Copy out exactly the line that contains "Target: blurred background figure" and all lines following it to the end of the data.
--------------------------------------------------
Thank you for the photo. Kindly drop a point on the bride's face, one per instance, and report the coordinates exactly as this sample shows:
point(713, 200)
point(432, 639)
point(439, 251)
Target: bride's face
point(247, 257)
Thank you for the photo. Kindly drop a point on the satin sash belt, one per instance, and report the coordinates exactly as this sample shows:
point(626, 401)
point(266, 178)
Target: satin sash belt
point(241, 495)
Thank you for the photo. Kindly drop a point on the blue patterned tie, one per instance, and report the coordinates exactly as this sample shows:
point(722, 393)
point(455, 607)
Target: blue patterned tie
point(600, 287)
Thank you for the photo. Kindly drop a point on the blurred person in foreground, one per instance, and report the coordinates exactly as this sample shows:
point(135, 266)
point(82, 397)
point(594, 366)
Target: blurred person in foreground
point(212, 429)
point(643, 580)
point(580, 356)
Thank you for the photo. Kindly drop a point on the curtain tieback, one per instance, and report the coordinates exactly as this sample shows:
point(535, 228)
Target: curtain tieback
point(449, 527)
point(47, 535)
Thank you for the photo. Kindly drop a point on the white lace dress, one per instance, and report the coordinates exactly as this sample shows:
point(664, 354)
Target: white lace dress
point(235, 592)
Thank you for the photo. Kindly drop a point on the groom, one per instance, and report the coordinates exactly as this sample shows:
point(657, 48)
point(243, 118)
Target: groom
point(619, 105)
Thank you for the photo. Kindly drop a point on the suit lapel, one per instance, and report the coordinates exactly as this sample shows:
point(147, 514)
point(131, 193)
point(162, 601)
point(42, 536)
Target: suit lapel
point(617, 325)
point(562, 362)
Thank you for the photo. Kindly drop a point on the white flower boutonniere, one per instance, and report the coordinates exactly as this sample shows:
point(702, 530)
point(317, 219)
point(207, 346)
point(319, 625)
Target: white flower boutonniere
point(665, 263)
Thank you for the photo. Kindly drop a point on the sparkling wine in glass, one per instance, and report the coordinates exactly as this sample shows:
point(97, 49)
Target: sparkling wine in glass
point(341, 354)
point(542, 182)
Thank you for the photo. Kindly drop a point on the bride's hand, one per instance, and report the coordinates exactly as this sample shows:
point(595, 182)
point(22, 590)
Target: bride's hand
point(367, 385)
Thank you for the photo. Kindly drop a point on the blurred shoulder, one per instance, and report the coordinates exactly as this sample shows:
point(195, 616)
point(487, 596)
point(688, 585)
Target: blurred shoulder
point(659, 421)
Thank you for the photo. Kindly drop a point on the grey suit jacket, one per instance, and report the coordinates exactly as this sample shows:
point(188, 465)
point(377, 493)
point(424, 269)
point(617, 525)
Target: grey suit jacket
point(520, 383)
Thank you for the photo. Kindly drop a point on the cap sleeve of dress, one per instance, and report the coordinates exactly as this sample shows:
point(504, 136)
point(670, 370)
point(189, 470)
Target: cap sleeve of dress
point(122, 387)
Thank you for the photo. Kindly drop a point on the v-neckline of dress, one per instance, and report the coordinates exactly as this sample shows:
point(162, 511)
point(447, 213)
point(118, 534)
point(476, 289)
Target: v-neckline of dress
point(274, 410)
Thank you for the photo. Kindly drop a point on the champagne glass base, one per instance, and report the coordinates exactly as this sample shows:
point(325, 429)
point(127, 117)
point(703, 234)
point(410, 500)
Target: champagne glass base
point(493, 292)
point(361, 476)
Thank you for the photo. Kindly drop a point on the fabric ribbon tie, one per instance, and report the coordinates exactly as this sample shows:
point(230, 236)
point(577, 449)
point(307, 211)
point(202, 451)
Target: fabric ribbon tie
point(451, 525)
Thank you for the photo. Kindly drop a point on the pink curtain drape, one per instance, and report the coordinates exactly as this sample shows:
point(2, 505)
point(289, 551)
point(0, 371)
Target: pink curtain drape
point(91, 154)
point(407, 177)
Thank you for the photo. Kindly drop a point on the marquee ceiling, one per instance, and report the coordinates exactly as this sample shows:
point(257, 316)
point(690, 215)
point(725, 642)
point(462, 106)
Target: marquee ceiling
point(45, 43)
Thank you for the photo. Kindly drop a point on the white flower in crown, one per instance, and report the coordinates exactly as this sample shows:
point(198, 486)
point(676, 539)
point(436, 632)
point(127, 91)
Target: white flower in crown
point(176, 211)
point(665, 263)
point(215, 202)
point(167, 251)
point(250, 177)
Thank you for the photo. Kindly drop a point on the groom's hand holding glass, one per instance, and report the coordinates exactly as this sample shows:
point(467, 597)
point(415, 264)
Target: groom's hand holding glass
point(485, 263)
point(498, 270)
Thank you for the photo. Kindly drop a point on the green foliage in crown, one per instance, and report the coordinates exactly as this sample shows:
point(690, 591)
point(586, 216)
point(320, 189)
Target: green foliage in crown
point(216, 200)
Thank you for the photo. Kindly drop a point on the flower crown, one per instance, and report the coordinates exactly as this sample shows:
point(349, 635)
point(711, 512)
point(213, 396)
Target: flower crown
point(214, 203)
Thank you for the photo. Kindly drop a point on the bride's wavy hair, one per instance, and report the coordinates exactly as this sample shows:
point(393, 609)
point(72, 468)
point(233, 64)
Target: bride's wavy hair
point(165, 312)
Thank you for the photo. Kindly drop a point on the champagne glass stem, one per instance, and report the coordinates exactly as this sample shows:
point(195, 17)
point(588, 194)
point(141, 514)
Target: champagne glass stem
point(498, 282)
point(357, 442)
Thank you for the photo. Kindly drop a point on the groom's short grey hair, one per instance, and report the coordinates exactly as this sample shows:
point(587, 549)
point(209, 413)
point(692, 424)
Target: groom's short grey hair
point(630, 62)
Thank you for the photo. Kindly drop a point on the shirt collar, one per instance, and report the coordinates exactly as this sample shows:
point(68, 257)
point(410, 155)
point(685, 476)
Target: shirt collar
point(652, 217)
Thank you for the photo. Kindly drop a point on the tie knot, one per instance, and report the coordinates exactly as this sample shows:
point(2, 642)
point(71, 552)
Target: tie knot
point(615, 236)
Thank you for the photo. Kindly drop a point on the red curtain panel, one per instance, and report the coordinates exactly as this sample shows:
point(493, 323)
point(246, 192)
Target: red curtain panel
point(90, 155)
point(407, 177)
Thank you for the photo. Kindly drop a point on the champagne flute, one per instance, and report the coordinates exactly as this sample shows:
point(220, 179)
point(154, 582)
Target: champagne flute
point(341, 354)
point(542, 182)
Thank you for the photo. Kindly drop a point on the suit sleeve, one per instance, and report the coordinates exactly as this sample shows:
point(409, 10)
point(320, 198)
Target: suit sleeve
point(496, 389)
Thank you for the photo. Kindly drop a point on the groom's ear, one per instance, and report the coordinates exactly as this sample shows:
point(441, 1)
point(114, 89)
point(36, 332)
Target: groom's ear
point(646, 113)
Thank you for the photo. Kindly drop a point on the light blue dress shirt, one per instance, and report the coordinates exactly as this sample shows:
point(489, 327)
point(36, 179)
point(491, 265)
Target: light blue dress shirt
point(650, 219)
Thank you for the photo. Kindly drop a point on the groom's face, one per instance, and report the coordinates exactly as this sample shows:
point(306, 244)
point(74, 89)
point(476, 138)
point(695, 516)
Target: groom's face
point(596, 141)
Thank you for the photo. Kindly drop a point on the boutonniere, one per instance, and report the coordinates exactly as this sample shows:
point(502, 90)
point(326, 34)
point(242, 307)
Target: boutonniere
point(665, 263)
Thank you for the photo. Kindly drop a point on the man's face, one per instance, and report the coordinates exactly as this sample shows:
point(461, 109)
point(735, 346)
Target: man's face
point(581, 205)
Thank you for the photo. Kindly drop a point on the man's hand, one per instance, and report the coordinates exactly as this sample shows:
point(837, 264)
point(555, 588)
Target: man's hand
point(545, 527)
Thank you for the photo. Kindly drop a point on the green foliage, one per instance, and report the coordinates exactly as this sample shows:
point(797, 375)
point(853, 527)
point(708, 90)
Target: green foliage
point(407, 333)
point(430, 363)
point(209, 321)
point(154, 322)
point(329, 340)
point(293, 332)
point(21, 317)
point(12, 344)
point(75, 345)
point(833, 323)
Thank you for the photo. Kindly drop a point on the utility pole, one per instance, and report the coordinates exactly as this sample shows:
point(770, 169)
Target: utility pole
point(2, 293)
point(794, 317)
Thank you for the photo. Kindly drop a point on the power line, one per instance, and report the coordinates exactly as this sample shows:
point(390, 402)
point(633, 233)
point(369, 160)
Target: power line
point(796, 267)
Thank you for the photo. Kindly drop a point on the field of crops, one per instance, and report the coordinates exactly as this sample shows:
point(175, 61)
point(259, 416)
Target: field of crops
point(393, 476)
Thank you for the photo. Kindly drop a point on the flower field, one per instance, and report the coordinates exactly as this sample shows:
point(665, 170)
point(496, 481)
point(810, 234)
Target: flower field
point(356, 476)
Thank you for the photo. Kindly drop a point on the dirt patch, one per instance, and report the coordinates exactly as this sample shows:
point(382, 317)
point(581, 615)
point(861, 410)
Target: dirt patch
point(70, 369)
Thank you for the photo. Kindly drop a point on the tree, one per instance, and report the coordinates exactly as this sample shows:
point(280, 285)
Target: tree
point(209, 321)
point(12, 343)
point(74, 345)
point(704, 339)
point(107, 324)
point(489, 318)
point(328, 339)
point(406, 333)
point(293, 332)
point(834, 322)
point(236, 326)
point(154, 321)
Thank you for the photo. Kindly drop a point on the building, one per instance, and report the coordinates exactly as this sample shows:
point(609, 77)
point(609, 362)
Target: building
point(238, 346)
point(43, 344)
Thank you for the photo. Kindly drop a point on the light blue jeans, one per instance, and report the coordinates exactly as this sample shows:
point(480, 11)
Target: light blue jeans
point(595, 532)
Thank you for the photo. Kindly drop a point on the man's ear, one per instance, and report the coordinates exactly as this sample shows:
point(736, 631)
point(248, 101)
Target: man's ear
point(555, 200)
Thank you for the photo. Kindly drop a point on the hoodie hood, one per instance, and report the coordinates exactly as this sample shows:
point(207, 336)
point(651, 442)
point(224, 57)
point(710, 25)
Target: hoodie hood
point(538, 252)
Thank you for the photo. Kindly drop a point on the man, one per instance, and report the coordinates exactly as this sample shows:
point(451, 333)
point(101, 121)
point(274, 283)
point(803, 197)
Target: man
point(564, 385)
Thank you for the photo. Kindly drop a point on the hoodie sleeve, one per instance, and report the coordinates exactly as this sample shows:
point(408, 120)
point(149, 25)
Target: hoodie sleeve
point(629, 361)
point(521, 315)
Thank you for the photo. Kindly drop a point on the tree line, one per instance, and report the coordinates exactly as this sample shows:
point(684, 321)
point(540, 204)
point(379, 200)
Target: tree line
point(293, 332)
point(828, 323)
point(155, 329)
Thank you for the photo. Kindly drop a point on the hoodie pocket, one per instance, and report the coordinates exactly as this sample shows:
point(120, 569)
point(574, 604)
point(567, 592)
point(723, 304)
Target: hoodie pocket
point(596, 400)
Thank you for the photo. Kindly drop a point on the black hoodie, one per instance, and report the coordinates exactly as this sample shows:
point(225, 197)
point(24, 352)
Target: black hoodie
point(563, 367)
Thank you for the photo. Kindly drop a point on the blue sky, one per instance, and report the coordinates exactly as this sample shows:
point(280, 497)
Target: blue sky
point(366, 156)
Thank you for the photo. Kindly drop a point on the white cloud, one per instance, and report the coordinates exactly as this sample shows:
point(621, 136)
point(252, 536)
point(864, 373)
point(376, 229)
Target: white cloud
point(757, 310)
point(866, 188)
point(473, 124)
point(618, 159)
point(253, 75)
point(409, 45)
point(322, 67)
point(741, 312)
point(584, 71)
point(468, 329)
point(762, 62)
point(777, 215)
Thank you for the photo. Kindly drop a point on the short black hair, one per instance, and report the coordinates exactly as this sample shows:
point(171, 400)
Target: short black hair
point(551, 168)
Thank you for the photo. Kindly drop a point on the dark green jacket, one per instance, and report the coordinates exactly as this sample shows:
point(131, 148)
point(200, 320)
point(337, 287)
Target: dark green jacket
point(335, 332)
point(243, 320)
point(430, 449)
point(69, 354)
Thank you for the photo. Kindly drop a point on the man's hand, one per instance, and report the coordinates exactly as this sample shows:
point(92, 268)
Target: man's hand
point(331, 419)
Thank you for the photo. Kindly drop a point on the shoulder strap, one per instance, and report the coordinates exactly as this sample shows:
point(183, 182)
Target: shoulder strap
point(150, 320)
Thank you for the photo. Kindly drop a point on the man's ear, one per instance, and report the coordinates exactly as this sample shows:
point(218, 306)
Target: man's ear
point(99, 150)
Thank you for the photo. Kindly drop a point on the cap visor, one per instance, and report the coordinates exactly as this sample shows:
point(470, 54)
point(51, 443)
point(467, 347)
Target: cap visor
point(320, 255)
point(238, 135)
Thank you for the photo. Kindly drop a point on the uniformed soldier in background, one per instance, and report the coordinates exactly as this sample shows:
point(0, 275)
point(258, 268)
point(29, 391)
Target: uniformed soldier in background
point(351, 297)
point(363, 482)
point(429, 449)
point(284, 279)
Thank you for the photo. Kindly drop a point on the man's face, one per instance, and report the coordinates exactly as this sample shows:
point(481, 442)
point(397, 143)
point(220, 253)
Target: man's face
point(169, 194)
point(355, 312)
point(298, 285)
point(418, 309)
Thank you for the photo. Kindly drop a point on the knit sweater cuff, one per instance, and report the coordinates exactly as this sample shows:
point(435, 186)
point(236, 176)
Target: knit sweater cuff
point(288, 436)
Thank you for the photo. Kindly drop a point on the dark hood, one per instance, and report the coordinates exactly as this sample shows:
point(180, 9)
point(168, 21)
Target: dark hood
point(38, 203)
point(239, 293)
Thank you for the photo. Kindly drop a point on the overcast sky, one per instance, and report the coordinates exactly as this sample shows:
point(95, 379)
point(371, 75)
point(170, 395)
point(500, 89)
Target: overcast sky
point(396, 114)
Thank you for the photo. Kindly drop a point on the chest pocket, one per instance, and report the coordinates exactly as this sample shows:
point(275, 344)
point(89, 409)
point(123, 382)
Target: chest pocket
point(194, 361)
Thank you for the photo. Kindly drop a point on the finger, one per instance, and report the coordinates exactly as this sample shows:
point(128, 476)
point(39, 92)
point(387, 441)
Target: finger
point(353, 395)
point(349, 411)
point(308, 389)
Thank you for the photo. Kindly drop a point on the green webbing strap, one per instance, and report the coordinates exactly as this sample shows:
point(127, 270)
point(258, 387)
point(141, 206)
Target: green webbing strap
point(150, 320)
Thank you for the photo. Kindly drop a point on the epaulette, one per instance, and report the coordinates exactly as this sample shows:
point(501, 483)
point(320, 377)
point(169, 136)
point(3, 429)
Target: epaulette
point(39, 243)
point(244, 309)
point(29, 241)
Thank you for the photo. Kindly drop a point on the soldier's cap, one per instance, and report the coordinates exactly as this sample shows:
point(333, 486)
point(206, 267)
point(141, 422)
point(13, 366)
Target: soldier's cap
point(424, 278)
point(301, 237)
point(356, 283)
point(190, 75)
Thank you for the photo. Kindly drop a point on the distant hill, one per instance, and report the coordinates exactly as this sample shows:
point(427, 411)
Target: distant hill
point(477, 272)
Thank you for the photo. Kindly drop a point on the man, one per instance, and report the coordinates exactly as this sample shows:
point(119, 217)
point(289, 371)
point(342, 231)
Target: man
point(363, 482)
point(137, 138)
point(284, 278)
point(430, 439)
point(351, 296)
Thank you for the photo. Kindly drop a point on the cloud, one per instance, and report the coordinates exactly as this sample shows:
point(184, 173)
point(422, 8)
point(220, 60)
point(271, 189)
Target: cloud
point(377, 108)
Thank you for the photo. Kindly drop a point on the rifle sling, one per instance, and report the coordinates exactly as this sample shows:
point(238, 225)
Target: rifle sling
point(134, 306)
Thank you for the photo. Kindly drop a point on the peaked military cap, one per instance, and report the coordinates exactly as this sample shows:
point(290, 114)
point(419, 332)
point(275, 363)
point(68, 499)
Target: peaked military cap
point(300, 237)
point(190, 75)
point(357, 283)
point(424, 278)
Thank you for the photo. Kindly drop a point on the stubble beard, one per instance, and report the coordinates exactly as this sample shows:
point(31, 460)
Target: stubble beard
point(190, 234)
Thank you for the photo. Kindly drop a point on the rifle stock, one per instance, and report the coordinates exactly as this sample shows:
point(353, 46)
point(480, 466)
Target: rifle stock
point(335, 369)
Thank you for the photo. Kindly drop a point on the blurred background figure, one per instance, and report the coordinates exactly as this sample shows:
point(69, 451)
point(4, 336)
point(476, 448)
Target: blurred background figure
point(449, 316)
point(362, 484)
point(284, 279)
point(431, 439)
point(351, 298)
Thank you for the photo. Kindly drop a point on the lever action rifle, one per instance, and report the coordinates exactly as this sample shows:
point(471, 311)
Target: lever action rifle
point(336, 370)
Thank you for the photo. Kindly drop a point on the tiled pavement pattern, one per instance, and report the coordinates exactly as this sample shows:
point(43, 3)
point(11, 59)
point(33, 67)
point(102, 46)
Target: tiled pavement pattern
--------------------------------------------------
● SOLUTION TO THE PROBLEM
Target: blurred background figure
point(449, 316)
point(362, 484)
point(284, 279)
point(431, 439)
point(351, 298)
Thank you for the photo. Kindly drop a point on the lever action rifle, one per instance, and report the coordinates exactly as this sample shows:
point(471, 311)
Target: lever action rifle
point(336, 370)
Thank you for the photo. Kindly drop a point on the tiled pavement pattern, one per instance, and report the coordinates exactly as this sample shows:
point(43, 3)
point(11, 59)
point(33, 67)
point(102, 46)
Target: tiled pavement pattern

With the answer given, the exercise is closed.